Coment monseigneur le duc d'Anjou prist en Guienne pluseurs chasteaux et forteresses dont les noms s'ensuivent.

En celuy temps, monseigneur le duc d'Anjou estant devant Bergerac, monseigneur Berducat de Lebret vint à l'obéissance du roy avecques aucunes forteresces qu'il tenoit. Et de Bergerac se parti ledit monseigneur d'Anjou et ala devant Sainte-Foy, une grosse ville sur la rivière de Dourdogne ; et loga une nuit devant, et l'endemain se rendi, et puis ala devant Chasteillon[315] une grosse ville et chastel, assise sur la rivière de Dourdogne ; et mist le siège devant, et y fu par douze jours, ses truyes et ses engins fist drécier et gietter, et après ce qu'il orent domaigié la ville et le chastel, il se rendirent. Et ilec estant en son siège, envoia chevauchier ledit monseigneur d'Anjou ses gens devant une grande ville appelée Craon[316], laquelle se rendi. Et aussi envoia chevauchier monseigneur d'Anjou avec ses gens le sire de Coucy et le mareschal de Sancerre devant la Bourne et Saint-Million, et y ot de grans escarmouches. Et estant au siège devant Chasteillon, firent serment audit monseigneur d'Anjou, les seigneurs de Lagoran, Mussidan, Duras et de Rosan de estre desoremais bons et loyaus François, combien que assez tost après ne demoura guères que les seigneurs de Duras et de Rosan se parjurèrent et se tournèrent devers les Anglois, et s'en alèrent à Bordeaux. Après la prise de Chasteillon s'en ala logier monseigneur d'Anjou devant un chastel qui estoit de Lagoran, et l'endemain vint devant Sauveterre, en entencion de l'assaillir, laquelle se rendi et vint à l'obéissance du roy. Celuy jour, vint logier à un quart de lieue d'une grosse ville appellée Montsegur, laquelle se rendi l'endemain et vint à l'obéissance du roy. Et l'endemain se vint logier devant Cauderot[317] qui se rendi à luy ; d'ilec, vint devant Saint-Macaire et y mist le siège, et fist drécier huit truyes et deux engins ; mais dedans quatre jours se rendi la ville à luy, et la ville rendue, il fist drécier lesdis engins devant le chastel de Saint-Macaire, qui se rendi tantost après. Et ilec estant au siège, se rendi la ville de Langon. Et durant ledit siège, envoia chevauchier ledit duc d'Anjou aucuns de ses gens qui pristrent le chastel d'Andorte par assault ; et aussi ala chevauchier, du commandement de monseigneur d'Anjou, messire Olivier de Mauny[318] devant Lenduras et le prist.

[315] Chasteillon. Aujourd'hui Castillon, au-dessous de Saint-Emillion et de Libourne, que notre scribe va écrire La Bourne et Saint-Milion.

[316] Craon. Ou plutôt Creon, dans le pays Entre deux mers.

[317] Cauderot. Au-dessus de Saint-Macaire, sur la Garonne.

[318] Mauny. Variante : Cliçon. Ce doit être une faute de la plupart des manuscrits. Olivier de Clisson étoit alors en Bretagne.

__________________________________________________

D'après le texte à lire, pendant combien de jours le duc d'Anjou tint-il le siège devant Chasteillon ?

__________________________________________________

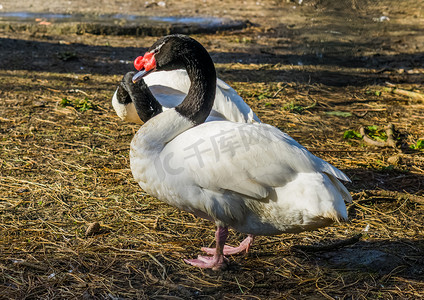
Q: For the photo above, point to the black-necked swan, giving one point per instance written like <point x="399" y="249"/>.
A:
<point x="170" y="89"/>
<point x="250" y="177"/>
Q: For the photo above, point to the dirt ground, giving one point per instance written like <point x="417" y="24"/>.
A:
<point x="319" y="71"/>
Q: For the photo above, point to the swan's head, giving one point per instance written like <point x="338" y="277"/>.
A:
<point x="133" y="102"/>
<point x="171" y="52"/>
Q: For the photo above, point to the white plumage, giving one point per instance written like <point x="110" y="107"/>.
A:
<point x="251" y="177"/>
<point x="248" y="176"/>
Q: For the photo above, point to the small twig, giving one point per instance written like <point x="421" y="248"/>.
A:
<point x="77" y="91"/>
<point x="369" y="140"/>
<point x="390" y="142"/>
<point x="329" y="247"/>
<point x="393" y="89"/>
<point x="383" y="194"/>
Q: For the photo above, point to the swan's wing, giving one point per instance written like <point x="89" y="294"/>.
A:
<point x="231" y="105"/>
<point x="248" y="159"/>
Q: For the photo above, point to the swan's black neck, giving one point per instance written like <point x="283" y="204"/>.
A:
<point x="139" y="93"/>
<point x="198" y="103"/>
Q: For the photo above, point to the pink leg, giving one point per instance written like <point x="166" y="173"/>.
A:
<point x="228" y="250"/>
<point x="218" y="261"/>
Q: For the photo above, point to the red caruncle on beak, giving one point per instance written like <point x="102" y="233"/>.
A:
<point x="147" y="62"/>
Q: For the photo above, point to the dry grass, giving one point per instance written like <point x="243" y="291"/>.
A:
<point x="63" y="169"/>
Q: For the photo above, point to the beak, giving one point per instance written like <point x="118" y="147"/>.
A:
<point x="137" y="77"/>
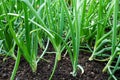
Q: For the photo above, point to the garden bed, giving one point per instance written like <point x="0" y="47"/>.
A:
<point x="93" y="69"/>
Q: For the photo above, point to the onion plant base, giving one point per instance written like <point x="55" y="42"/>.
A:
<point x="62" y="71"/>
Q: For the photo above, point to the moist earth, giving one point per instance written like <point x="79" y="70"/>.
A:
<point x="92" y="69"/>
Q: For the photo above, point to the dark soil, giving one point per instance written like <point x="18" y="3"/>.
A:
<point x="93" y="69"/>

__________________________________________________

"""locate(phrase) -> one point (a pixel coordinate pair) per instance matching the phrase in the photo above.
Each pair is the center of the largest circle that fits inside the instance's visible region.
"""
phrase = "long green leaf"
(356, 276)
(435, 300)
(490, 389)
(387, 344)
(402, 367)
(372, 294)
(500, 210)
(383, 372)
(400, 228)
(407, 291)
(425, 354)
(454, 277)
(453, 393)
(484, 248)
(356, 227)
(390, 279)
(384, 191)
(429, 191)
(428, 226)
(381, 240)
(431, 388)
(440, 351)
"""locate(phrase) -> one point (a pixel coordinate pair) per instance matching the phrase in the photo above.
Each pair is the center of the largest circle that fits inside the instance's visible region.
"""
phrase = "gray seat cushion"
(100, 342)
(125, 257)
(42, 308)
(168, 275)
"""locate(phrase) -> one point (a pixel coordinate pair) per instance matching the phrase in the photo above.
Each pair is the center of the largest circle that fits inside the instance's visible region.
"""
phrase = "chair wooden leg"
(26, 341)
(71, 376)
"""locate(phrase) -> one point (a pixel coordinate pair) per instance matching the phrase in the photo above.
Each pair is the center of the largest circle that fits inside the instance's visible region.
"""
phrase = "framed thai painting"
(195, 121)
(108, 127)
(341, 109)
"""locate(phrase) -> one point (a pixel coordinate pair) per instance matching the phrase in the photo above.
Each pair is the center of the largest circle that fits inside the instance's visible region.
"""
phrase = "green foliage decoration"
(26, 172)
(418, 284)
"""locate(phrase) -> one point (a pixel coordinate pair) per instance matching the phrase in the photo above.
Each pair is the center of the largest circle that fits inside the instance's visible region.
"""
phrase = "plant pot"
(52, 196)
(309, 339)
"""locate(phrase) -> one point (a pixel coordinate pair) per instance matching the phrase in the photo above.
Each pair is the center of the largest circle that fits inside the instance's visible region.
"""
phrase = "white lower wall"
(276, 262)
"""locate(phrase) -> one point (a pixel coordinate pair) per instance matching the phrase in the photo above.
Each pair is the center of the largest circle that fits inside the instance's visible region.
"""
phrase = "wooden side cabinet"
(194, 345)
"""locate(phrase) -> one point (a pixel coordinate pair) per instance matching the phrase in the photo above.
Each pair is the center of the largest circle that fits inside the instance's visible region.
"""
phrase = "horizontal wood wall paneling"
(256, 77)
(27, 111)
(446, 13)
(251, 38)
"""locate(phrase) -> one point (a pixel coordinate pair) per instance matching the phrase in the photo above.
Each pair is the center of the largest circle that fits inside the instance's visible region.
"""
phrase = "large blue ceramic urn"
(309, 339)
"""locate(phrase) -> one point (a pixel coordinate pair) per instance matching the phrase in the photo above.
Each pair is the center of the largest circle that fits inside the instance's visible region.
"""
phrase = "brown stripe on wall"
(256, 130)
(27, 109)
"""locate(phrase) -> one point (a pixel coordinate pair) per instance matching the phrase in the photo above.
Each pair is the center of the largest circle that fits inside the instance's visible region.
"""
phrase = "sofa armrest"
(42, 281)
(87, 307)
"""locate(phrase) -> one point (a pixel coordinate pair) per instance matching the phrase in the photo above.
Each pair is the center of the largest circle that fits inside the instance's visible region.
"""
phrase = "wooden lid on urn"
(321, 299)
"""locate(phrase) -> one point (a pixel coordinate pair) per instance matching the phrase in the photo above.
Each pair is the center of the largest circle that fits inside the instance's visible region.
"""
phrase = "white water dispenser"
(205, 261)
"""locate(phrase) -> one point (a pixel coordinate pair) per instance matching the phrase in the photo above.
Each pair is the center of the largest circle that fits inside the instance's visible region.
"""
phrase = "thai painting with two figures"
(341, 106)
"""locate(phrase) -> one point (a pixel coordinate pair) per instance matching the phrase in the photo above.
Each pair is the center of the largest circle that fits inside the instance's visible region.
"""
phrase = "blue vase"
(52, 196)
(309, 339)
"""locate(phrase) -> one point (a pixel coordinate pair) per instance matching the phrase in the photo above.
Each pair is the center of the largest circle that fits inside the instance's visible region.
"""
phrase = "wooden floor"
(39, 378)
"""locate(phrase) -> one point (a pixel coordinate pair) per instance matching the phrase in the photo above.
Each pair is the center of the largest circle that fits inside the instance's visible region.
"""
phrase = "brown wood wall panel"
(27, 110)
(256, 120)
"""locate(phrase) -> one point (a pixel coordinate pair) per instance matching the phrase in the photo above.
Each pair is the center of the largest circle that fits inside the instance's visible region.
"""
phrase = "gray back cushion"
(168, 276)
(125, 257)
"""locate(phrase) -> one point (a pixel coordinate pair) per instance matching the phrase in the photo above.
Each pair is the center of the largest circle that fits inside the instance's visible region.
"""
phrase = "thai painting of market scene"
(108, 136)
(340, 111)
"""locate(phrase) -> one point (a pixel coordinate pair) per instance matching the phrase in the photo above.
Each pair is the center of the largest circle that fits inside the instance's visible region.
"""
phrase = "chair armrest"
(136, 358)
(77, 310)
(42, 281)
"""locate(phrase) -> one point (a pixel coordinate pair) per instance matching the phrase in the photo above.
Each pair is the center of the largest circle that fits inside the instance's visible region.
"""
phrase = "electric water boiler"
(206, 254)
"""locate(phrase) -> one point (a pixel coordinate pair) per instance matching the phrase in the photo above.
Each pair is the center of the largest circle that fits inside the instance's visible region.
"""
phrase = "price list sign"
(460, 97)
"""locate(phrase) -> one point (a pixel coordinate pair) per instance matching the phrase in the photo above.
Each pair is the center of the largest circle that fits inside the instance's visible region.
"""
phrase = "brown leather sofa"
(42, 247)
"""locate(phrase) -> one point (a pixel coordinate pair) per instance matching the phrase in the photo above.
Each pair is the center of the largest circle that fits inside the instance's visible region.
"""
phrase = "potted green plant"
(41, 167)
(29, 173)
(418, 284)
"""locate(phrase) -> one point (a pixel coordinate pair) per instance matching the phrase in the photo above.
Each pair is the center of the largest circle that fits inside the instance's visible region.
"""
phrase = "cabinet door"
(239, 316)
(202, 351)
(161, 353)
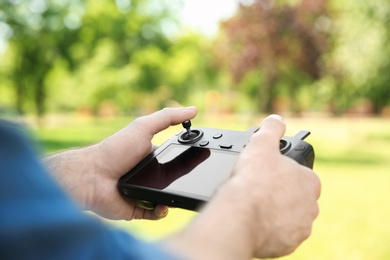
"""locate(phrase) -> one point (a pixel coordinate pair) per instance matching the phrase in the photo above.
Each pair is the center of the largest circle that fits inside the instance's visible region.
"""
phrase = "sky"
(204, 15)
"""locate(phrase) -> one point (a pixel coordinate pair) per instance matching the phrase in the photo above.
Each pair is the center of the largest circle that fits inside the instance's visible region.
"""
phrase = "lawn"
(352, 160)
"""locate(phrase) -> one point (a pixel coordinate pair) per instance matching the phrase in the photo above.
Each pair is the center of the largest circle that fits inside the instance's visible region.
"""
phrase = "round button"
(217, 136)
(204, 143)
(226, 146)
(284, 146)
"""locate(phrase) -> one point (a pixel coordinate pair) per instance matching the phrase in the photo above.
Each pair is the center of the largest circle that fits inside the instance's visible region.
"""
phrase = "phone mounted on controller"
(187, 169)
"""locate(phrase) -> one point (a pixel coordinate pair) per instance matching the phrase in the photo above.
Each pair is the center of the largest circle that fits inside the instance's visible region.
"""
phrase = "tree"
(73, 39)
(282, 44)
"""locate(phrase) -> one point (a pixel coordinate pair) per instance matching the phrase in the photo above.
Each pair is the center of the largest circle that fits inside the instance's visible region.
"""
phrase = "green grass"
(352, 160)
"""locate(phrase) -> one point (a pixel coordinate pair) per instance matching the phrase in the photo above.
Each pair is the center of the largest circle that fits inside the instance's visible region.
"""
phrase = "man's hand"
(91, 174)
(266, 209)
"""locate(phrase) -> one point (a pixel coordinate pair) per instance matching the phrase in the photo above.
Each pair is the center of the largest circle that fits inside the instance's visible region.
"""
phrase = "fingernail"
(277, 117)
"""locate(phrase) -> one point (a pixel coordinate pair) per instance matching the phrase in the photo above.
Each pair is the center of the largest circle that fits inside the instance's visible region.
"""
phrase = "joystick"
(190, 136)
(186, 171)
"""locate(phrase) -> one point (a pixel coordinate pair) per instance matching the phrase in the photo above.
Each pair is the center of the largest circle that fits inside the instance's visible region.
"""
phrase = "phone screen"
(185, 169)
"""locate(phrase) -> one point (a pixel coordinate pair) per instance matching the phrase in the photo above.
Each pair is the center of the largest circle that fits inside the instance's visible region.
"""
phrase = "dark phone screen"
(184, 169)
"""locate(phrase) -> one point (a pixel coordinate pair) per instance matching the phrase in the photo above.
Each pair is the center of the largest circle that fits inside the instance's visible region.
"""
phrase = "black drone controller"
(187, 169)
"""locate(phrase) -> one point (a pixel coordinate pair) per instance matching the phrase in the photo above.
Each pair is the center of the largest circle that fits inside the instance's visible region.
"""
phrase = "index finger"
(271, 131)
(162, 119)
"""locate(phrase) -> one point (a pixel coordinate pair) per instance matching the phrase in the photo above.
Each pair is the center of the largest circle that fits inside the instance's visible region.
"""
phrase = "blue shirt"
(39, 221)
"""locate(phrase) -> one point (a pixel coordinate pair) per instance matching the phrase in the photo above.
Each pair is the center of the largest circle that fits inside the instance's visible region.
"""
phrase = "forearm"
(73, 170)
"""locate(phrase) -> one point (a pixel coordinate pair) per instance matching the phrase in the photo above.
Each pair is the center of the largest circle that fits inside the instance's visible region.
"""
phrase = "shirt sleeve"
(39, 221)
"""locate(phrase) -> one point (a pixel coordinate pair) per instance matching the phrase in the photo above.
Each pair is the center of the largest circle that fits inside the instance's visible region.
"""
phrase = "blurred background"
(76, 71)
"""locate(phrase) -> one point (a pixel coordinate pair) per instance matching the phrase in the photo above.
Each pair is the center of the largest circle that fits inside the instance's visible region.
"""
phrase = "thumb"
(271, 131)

__________________________________________________

# Exercice corrigé
Il y resta douze jours.